Set exercise: Below is a set of records. Repeat all of them exactly.

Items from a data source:
※ ※ ※

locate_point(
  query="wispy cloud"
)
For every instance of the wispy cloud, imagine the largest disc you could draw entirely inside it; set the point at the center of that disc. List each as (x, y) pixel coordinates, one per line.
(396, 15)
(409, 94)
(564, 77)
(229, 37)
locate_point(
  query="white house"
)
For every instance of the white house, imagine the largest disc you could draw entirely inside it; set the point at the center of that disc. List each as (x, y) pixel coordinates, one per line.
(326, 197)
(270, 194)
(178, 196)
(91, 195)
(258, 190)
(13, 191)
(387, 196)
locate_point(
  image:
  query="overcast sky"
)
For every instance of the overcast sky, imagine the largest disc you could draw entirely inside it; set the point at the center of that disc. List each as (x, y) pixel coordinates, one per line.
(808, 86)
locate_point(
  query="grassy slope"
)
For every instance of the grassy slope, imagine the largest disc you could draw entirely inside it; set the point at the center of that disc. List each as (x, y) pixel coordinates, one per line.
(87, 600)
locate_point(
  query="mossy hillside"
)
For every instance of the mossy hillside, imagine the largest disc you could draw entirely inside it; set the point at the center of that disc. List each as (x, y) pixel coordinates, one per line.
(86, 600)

※ ※ ※

Task result:
locate_point(
  query="wispy cloud"
)
For every instance of the wispy cloud, imagine the largest disc you could draw entirely inside it; set the point at the center of that disc. List each as (x, y) pixel coordinates, one per line.
(396, 15)
(409, 94)
(564, 77)
(229, 37)
locate_point(
  query="white house"
)
For every instance of the white house, imagine the largest disc you could draw entirely inside it; set the point at the center of that disc. List each as (x, y) pixel coordinates, one per line.
(326, 197)
(270, 194)
(178, 196)
(91, 195)
(258, 190)
(13, 191)
(387, 196)
locate_point(
  image:
  query="overcast sky"
)
For every instance of the overcast sky, imagine the largest disc you could draw entirely inside it; set the point at the center of that disc. List each as (x, y) pixel coordinates, one per line.
(808, 86)
locate_point(
  query="grassy slope"
)
For every instance of the grassy slope, imagine the largest disc you could draw entirely inside it; set the point at the center of that disc. List each as (x, y) pixel coordinates, one per line.
(87, 600)
locate_point(
  query="mossy hillside"
)
For every instance of the mossy hillside, imagine the largest disc you could draw entirely inside it; set the point at the center of that disc. List each as (x, y) pixel coordinates, one per line.
(86, 600)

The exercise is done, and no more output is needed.